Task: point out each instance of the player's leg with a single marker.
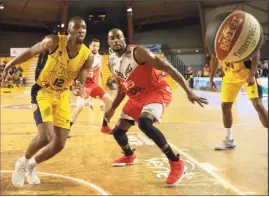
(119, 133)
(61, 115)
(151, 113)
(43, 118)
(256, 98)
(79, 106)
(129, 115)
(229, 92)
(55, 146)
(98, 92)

····················

Retype the lines above exactly, no pictures.

Exercise response »
Task: point out each instance of the player's leg with a single marker.
(119, 133)
(61, 115)
(151, 113)
(43, 118)
(256, 98)
(79, 106)
(129, 115)
(229, 92)
(55, 146)
(98, 92)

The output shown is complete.